=== Section Start ===

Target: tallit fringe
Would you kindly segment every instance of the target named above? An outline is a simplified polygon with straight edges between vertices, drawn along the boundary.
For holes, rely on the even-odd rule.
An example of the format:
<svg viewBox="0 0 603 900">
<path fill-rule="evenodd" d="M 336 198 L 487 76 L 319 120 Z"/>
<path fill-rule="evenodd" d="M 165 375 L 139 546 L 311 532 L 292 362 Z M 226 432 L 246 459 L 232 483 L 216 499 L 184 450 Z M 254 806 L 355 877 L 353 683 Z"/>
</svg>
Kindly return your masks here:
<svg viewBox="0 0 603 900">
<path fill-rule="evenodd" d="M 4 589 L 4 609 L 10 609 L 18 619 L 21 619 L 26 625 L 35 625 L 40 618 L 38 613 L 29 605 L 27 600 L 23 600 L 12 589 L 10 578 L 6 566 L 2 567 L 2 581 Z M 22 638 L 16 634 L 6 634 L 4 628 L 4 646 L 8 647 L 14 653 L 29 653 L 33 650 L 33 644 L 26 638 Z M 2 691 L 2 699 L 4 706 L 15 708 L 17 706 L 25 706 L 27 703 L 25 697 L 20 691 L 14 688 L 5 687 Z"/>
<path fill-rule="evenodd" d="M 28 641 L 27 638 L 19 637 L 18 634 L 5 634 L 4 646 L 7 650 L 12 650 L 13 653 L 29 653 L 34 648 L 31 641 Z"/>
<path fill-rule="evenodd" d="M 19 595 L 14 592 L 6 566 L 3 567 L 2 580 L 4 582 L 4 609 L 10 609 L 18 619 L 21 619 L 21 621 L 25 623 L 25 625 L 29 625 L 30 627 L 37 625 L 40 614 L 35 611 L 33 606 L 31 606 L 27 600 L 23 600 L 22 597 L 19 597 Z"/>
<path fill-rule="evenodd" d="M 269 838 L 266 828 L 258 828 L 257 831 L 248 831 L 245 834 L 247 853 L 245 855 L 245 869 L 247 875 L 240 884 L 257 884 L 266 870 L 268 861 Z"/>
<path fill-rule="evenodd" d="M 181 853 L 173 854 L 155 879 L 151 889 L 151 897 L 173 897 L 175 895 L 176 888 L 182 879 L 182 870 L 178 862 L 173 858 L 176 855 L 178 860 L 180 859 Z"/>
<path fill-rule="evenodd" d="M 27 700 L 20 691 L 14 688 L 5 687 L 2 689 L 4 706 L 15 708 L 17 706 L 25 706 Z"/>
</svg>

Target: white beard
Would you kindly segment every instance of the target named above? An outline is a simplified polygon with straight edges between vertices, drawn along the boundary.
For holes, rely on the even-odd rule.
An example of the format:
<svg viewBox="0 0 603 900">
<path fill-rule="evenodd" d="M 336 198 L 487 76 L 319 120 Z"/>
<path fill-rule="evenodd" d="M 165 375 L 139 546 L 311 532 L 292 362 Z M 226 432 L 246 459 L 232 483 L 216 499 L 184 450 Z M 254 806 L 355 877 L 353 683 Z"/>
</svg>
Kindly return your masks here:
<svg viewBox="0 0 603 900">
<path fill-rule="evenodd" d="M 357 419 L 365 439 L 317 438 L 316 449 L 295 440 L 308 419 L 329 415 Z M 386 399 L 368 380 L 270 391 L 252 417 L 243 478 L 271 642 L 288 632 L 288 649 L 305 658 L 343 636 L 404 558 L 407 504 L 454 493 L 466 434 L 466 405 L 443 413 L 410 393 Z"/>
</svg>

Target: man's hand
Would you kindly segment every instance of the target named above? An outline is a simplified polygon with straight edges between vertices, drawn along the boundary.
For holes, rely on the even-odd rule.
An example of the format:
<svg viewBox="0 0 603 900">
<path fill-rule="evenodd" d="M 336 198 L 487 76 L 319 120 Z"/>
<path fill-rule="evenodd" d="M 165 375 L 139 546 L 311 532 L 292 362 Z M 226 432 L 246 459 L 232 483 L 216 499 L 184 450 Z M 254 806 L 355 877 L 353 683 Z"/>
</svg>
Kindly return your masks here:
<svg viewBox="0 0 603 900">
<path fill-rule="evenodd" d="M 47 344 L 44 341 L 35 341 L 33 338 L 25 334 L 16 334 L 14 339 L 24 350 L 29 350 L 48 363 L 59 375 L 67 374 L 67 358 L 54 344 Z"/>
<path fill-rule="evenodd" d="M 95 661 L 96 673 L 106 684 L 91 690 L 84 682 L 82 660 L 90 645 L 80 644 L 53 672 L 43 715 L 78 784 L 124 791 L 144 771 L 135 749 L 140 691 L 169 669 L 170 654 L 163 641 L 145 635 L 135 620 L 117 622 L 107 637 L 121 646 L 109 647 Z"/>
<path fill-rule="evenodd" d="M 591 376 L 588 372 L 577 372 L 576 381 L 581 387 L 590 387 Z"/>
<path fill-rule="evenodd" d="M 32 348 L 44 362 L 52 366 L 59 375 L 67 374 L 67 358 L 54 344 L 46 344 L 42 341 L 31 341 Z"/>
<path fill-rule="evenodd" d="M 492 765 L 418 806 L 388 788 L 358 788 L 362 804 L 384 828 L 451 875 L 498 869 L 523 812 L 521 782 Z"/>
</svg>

=== Section End ===

Beginning with the first line and ending with the last, copy the material above exactly.

Answer box -
Target: tallit fringe
Would you kindly segment every instance of the target named above? An outline is a simplified polygon with straight edges between vertices, drawn along the boundary.
For holes, rely on the even-odd rule.
An example of the format:
<svg viewBox="0 0 603 900">
<path fill-rule="evenodd" d="M 336 198 L 487 76 L 319 120 Z"/>
<path fill-rule="evenodd" d="M 165 375 L 139 546 L 311 532 L 292 362 Z M 226 432 L 246 459 L 232 483 L 216 499 L 184 450 Z M 254 806 L 355 877 L 353 683 Z"/>
</svg>
Kindly return your masks here:
<svg viewBox="0 0 603 900">
<path fill-rule="evenodd" d="M 4 589 L 4 609 L 10 609 L 18 619 L 21 619 L 26 625 L 35 625 L 40 618 L 38 613 L 29 605 L 27 600 L 23 600 L 12 589 L 10 578 L 6 566 L 2 567 L 2 581 Z M 22 638 L 16 634 L 6 634 L 4 628 L 4 646 L 8 647 L 14 653 L 29 653 L 33 650 L 33 644 L 26 638 Z M 2 691 L 2 699 L 4 706 L 15 708 L 17 706 L 25 706 L 27 703 L 25 697 L 20 691 L 14 688 L 5 687 Z"/>
<path fill-rule="evenodd" d="M 28 641 L 27 638 L 19 637 L 18 634 L 5 634 L 4 646 L 7 650 L 12 650 L 13 653 L 29 653 L 34 648 L 31 641 Z"/>
<path fill-rule="evenodd" d="M 19 595 L 14 592 L 6 566 L 3 567 L 2 580 L 4 582 L 4 609 L 10 609 L 18 619 L 21 619 L 21 621 L 25 623 L 25 625 L 29 625 L 30 627 L 37 625 L 40 614 L 35 611 L 33 606 L 31 606 L 27 600 L 23 600 L 22 597 L 19 597 Z"/>
<path fill-rule="evenodd" d="M 269 838 L 266 828 L 258 828 L 257 831 L 248 831 L 245 834 L 247 853 L 245 855 L 245 869 L 247 875 L 240 884 L 257 884 L 266 870 L 268 861 Z"/>
<path fill-rule="evenodd" d="M 181 853 L 173 854 L 155 879 L 151 889 L 151 897 L 173 897 L 175 895 L 176 888 L 182 879 L 182 870 L 178 862 L 173 858 L 176 855 L 178 860 L 180 859 Z"/>
<path fill-rule="evenodd" d="M 27 700 L 20 691 L 14 688 L 5 687 L 2 689 L 4 706 L 15 708 L 17 706 L 25 706 Z"/>
</svg>

Target: white beard
Would you kindly segment every instance of the target named above? An outline is a simplified polygon with straight edges between vertices, drawn along the boundary.
For holes, rely on the even-odd rule.
An example of the format:
<svg viewBox="0 0 603 900">
<path fill-rule="evenodd" d="M 336 198 L 487 76 L 319 120 Z"/>
<path fill-rule="evenodd" d="M 165 375 L 139 546 L 311 532 L 292 362 Z M 226 432 L 246 459 L 232 483 L 216 499 L 184 450 Z M 254 806 L 355 877 L 353 683 Z"/>
</svg>
Kindly return your masks here:
<svg viewBox="0 0 603 900">
<path fill-rule="evenodd" d="M 357 419 L 365 439 L 317 438 L 316 449 L 295 440 L 308 419 L 329 415 Z M 386 399 L 368 380 L 270 391 L 252 417 L 243 478 L 271 642 L 288 632 L 288 649 L 305 658 L 343 636 L 404 558 L 407 504 L 454 493 L 466 434 L 466 405 L 443 413 L 410 393 Z"/>
</svg>

Target: man's hand
Would you kindly segment every instance of the target named above? An outline is a simplified polygon with straight edges between vertices, drawn along the boundary.
For holes, rely on the even-odd rule.
An example of the format:
<svg viewBox="0 0 603 900">
<path fill-rule="evenodd" d="M 336 198 L 487 76 L 319 120 Z"/>
<path fill-rule="evenodd" d="M 165 375 L 139 546 L 311 532 L 292 362 Z M 226 432 L 246 459 L 232 483 L 216 499 L 184 450 Z M 254 806 L 355 877 L 353 683 Z"/>
</svg>
Kindly return your masks here:
<svg viewBox="0 0 603 900">
<path fill-rule="evenodd" d="M 47 344 L 44 341 L 35 341 L 33 338 L 25 334 L 16 334 L 14 339 L 24 350 L 29 350 L 48 363 L 59 375 L 67 374 L 67 358 L 54 344 Z"/>
<path fill-rule="evenodd" d="M 95 661 L 96 673 L 106 684 L 91 690 L 84 682 L 82 660 L 90 645 L 80 644 L 53 672 L 43 715 L 78 784 L 124 791 L 144 771 L 135 749 L 140 691 L 169 669 L 170 654 L 163 641 L 145 635 L 135 620 L 117 622 L 107 637 L 121 646 L 109 647 Z"/>
<path fill-rule="evenodd" d="M 591 376 L 588 372 L 577 372 L 576 381 L 581 387 L 590 387 Z"/>
<path fill-rule="evenodd" d="M 32 348 L 44 362 L 52 366 L 59 375 L 67 374 L 67 358 L 54 344 L 46 344 L 42 341 L 31 341 Z"/>
<path fill-rule="evenodd" d="M 492 765 L 418 806 L 388 788 L 358 788 L 362 804 L 384 828 L 451 875 L 498 869 L 523 812 L 521 782 Z"/>
</svg>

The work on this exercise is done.